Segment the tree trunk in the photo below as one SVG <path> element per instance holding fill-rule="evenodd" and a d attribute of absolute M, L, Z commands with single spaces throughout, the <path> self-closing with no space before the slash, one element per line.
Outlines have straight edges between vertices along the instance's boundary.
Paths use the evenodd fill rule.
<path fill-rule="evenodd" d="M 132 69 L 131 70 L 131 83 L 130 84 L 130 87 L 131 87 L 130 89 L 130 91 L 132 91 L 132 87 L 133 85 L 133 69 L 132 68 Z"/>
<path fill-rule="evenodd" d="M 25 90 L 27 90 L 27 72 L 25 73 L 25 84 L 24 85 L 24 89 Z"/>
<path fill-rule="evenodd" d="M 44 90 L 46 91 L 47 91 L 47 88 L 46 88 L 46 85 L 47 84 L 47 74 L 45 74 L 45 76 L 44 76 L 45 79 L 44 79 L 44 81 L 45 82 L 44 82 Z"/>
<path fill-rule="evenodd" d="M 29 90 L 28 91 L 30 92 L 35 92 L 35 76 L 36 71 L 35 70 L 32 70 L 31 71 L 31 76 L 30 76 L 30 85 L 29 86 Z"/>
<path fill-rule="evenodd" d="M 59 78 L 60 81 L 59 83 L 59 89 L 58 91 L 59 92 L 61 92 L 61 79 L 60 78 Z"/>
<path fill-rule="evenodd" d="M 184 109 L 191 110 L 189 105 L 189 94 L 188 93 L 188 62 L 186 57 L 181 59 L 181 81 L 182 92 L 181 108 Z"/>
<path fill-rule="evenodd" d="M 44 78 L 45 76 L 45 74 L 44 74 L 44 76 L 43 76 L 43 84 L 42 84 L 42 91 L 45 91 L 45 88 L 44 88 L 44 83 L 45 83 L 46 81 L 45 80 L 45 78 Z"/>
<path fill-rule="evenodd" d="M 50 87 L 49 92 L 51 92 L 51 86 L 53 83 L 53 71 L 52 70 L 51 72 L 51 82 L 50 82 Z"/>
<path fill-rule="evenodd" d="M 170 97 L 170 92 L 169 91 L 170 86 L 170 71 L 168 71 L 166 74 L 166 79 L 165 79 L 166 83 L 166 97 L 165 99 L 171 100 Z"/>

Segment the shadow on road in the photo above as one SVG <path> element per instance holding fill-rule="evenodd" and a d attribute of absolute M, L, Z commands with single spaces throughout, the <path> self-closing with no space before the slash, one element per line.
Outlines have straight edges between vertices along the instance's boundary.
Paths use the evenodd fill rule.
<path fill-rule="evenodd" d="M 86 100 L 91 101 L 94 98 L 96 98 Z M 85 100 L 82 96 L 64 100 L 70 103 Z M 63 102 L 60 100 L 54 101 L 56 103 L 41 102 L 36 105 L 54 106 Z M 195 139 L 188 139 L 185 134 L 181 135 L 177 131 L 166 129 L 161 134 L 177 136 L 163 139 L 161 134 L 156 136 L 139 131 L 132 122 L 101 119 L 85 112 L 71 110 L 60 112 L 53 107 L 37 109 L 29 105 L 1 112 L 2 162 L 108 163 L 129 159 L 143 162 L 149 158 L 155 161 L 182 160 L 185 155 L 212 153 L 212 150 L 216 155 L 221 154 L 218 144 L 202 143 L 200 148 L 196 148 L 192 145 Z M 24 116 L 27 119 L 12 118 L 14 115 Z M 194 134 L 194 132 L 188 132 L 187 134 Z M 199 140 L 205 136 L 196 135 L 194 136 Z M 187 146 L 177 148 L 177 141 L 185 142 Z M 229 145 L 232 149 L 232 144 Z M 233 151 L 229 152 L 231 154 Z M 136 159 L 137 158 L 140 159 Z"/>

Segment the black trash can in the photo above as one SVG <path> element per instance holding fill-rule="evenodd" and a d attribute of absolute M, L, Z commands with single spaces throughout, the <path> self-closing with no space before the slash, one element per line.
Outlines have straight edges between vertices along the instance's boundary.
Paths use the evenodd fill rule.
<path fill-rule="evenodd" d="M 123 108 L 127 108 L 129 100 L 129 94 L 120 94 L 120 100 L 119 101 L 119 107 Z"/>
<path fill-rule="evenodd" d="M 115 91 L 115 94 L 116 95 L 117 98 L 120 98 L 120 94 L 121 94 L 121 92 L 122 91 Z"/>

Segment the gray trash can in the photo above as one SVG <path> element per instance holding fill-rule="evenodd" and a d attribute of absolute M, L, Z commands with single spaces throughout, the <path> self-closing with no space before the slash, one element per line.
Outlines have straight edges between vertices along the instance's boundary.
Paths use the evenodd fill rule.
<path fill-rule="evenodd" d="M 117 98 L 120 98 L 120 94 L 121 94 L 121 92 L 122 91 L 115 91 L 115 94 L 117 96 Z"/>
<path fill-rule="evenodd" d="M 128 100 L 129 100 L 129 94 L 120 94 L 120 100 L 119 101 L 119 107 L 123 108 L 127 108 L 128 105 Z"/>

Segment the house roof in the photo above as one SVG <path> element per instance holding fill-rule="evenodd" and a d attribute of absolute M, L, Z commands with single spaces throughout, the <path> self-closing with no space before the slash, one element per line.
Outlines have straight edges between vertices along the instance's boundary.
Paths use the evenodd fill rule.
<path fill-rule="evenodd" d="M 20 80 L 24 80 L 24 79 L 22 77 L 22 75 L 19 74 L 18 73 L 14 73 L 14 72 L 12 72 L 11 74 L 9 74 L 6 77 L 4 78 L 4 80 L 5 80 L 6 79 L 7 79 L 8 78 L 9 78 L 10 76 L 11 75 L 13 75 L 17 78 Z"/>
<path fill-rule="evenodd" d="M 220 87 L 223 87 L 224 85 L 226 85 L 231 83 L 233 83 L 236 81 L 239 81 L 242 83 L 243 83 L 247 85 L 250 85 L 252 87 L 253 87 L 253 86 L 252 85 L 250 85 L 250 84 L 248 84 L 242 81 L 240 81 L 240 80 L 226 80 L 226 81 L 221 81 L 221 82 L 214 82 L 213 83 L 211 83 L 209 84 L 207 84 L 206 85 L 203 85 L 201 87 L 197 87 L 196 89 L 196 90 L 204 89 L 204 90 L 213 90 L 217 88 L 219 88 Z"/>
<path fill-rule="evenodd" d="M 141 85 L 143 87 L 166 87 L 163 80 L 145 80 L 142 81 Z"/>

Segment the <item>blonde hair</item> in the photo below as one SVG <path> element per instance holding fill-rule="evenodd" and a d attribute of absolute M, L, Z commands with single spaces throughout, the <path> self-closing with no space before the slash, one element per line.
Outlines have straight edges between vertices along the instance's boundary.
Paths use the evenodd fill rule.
━━━━━━━━━━
▶ **Task to complete**: Reproduce the lines from the start of the records through the line containing "50 87 L 49 92", replacing "tree trunk" with "lamp post" and leaving everything else unchanged.

▶ **The response**:
Segment the lamp post in the photo below as one SVG <path> element per instance holding fill-rule="evenodd" and a d attribute of absolute M, L, Z commands with single spaces throughout, the <path> self-closing with no space before the slash, one element per line.
Outlines have straight edges between vertices along the instance's boundary.
Paths use the evenodd fill rule.
<path fill-rule="evenodd" d="M 132 69 L 131 70 L 131 83 L 130 84 L 130 87 L 131 87 L 130 89 L 130 91 L 132 91 L 132 87 L 133 85 L 133 69 L 132 68 Z"/>
<path fill-rule="evenodd" d="M 25 90 L 27 90 L 27 72 L 25 73 L 25 84 L 24 85 L 24 89 Z"/>
<path fill-rule="evenodd" d="M 44 90 L 46 91 L 47 91 L 47 88 L 46 88 L 46 85 L 47 84 L 47 74 L 45 74 L 45 76 L 44 76 L 45 79 L 44 79 L 44 81 L 45 82 L 44 82 Z"/>
<path fill-rule="evenodd" d="M 29 90 L 28 91 L 30 92 L 35 92 L 35 76 L 36 71 L 35 70 L 32 70 L 31 71 L 31 76 L 30 76 L 30 85 L 29 86 Z"/>
<path fill-rule="evenodd" d="M 59 78 L 60 81 L 59 83 L 59 89 L 58 91 L 59 92 L 61 92 L 61 79 L 60 78 Z"/>
<path fill-rule="evenodd" d="M 184 109 L 191 110 L 189 105 L 189 94 L 188 93 L 188 62 L 186 57 L 181 59 L 181 81 L 182 92 L 181 108 Z"/>
<path fill-rule="evenodd" d="M 44 78 L 45 76 L 45 74 L 44 74 L 44 76 L 43 76 L 43 84 L 42 84 L 42 91 L 45 91 L 45 88 L 44 88 L 44 83 L 45 83 L 46 81 L 45 80 L 45 78 Z"/>
<path fill-rule="evenodd" d="M 50 87 L 49 92 L 51 92 L 51 86 L 53 83 L 53 71 L 52 70 L 51 72 L 51 82 L 50 82 Z"/>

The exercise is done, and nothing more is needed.